■ Exercise prompt
Leave out the pictures and restate the rest of the data exactly.

■ Supplied material
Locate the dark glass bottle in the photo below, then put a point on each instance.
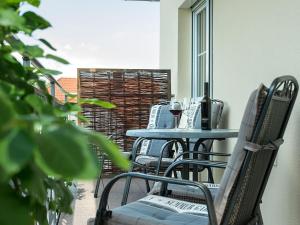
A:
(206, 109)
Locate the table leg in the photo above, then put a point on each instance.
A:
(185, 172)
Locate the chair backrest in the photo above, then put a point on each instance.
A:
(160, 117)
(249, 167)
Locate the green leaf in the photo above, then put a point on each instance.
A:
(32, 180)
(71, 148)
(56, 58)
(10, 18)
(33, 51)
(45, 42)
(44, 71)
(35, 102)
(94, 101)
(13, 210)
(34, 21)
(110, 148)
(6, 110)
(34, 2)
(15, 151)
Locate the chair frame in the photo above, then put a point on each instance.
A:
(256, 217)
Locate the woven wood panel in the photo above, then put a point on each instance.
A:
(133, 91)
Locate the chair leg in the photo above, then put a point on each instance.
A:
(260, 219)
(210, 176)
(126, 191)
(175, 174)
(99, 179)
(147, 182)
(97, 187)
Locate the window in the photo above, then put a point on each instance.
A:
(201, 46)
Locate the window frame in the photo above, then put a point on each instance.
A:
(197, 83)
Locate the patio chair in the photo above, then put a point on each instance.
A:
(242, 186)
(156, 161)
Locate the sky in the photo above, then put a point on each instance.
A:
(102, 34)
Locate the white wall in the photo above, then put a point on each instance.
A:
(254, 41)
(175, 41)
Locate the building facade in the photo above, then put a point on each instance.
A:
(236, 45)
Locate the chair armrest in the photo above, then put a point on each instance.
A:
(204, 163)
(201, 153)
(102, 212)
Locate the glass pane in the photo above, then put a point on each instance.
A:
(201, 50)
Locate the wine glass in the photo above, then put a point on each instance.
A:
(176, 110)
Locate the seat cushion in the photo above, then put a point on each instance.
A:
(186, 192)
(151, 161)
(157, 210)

■ Reply to the task
Locate the dark glass bottle in the photo below, then put a point on each instance.
A:
(206, 109)
Locate the table leg in the photo above, then put a point on each instance.
A:
(185, 172)
Locate the chair backrest in the photo above, then put a point on each instance.
A:
(160, 117)
(249, 167)
Locate the green leaf in the photo above, then put a point on each instance.
A:
(32, 180)
(71, 148)
(56, 58)
(10, 18)
(33, 51)
(45, 42)
(44, 71)
(35, 102)
(94, 101)
(13, 210)
(34, 21)
(110, 148)
(6, 110)
(34, 2)
(15, 151)
Locate the chair frame in the photo above, then put a point on each instance.
A:
(256, 217)
Locate the woven wood panel in the photo above, then put a point on each instance.
A:
(133, 91)
Locate the chair leg in the photo above, then put a point on each instance.
A:
(260, 219)
(210, 176)
(126, 191)
(175, 174)
(99, 179)
(147, 182)
(97, 187)
Locate the window in the photo above, then put a point on each instance.
A:
(201, 46)
Locate the window frame in the photo above, then put a point on each instance.
A:
(197, 83)
Locate the patio chair in the photo above, then put a point on each instance.
A:
(242, 186)
(156, 161)
Locate the sky in the photo above, then put a point on each instance.
A:
(102, 34)
Locate the white wall in the photo above, then put a point on each instance.
A:
(254, 41)
(175, 41)
Locate the building facade in the photo above, then put a point on each instance.
A:
(236, 45)
Locate the chair armrest in the photo above, then put a point on each instance.
A:
(204, 163)
(201, 153)
(102, 212)
Locate the glass pane in the photo above, then put a point on each instance.
A:
(201, 50)
Locate the wine glass in the photo above, then put a point on each instance.
A:
(176, 110)
Locate the seat cushion in the photo above, then put a point on each instance.
A:
(186, 192)
(151, 161)
(157, 210)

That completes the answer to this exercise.